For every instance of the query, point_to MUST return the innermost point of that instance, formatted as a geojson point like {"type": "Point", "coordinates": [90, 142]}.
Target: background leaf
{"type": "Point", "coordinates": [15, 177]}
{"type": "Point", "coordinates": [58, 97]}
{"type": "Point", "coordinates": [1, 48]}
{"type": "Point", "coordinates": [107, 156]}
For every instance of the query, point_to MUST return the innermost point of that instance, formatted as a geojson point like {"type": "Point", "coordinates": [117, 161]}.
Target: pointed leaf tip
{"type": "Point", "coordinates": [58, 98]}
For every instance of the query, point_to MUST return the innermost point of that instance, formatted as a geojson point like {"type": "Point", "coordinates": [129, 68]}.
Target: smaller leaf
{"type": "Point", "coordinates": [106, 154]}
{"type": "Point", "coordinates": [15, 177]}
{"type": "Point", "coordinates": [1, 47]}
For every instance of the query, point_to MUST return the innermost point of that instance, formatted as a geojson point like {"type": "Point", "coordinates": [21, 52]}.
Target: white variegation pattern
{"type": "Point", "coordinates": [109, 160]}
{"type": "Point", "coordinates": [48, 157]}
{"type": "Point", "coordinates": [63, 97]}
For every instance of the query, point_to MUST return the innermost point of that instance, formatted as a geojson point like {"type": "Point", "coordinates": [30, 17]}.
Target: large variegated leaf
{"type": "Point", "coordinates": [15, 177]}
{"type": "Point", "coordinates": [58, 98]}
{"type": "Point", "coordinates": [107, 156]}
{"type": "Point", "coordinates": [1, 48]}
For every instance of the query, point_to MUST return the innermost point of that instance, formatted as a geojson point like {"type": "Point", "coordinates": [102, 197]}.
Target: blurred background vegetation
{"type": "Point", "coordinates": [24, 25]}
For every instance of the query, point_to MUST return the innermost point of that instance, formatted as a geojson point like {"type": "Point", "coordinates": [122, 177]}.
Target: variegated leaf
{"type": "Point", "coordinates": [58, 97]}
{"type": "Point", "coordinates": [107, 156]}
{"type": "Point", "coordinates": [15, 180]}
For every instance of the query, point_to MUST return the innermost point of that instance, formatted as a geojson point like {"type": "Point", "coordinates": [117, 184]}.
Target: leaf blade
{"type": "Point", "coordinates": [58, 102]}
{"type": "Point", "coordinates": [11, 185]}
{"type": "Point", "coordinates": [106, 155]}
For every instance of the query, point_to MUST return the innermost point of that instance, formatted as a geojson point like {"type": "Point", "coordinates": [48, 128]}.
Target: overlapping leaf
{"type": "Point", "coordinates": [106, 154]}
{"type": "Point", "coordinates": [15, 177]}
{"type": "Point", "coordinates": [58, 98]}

▶ [WORK INSTRUCTIONS]: All of the data is to be written out again, word for word.

▶ [YOUR RESPONSE]:
For every instance of the query, point_to MUST return the innermost point of that instance, formatted as a geojson point like {"type": "Point", "coordinates": [90, 142]}.
Target: background leaf
{"type": "Point", "coordinates": [15, 177]}
{"type": "Point", "coordinates": [58, 97]}
{"type": "Point", "coordinates": [1, 48]}
{"type": "Point", "coordinates": [107, 156]}
For every instance of the query, point_to MUST return the innermost point of that instance, formatted as a geojson point like {"type": "Point", "coordinates": [117, 161]}.
Target: pointed leaf tip
{"type": "Point", "coordinates": [58, 98]}
For every instance of the query, point_to MUST return the innermost point of that instance, formatted as a geojson point like {"type": "Point", "coordinates": [129, 68]}.
Target: smaller leaf
{"type": "Point", "coordinates": [106, 154]}
{"type": "Point", "coordinates": [15, 177]}
{"type": "Point", "coordinates": [1, 47]}
For every instance of the query, point_to MUST return the innermost point of that instance, formatted as a geojson point like {"type": "Point", "coordinates": [21, 52]}.
Target: white variegation pattern
{"type": "Point", "coordinates": [109, 160]}
{"type": "Point", "coordinates": [48, 157]}
{"type": "Point", "coordinates": [63, 97]}
For every instance of the query, point_to MUST return the innermost point of that instance, formatted as a geojson point like {"type": "Point", "coordinates": [30, 17]}.
Target: large variegated leaf
{"type": "Point", "coordinates": [15, 177]}
{"type": "Point", "coordinates": [58, 98]}
{"type": "Point", "coordinates": [107, 156]}
{"type": "Point", "coordinates": [1, 48]}
For every instance of the query, point_to MUST return the innermost point of that instance, formatted as a geojson point like {"type": "Point", "coordinates": [102, 197]}.
Target: blurred background vegetation
{"type": "Point", "coordinates": [24, 25]}
For every instance of the query, point_to MUST return the innermost point of that instance, formatted as a geojson point like {"type": "Point", "coordinates": [122, 177]}.
Target: variegated leaf
{"type": "Point", "coordinates": [58, 97]}
{"type": "Point", "coordinates": [107, 156]}
{"type": "Point", "coordinates": [15, 180]}
For every instance of the query, point_to MUST return the innermost point of that instance, formatted as a geojson point like {"type": "Point", "coordinates": [117, 184]}.
Target: leaf blade
{"type": "Point", "coordinates": [58, 102]}
{"type": "Point", "coordinates": [11, 185]}
{"type": "Point", "coordinates": [106, 155]}
For every instance of the query, point_to MUST return the innermost point of that instance, formatted as a geojson point like {"type": "Point", "coordinates": [48, 128]}.
Target: overlapping leaf
{"type": "Point", "coordinates": [106, 154]}
{"type": "Point", "coordinates": [15, 177]}
{"type": "Point", "coordinates": [58, 98]}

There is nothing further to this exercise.